Natural-language object grounding data:
====================

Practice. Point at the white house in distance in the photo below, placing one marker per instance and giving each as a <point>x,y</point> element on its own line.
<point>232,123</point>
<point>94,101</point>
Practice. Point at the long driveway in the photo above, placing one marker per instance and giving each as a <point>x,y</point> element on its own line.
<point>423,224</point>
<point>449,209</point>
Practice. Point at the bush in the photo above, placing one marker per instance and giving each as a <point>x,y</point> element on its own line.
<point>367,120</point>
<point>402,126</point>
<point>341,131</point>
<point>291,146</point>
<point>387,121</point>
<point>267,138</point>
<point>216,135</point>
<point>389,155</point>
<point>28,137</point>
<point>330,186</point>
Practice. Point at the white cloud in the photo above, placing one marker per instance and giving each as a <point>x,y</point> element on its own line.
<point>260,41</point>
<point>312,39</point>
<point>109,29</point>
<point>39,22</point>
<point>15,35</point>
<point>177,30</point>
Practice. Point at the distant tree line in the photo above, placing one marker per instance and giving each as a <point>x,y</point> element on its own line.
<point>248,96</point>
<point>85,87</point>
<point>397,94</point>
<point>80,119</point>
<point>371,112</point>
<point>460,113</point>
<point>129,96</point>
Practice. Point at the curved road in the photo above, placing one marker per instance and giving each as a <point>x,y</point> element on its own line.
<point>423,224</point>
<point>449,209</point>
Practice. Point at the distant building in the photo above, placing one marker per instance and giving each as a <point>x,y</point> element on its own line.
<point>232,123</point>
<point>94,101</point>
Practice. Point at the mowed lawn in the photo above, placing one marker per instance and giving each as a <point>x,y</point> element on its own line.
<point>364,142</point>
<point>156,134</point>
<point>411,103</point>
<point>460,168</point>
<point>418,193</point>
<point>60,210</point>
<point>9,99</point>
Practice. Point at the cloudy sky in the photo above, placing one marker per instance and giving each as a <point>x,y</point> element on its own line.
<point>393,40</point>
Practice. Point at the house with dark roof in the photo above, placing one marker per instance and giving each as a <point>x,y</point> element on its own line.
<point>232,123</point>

====================

§ **Your goal**
Nothing but the lines from the one containing "Practice. Point at the cloudy" through the final line of the data above is to be reproduced, each exactly as written.

§ **Finished exercise**
Practice. Point at the cloudy sky in the photo above, placing one marker per instance and giving each as a <point>x,y</point> element on its own line.
<point>393,40</point>
Practice. Point at the house with dark roof in the photo above, placing one marker per instance and giving each as a <point>x,y</point> element on its own line.
<point>232,123</point>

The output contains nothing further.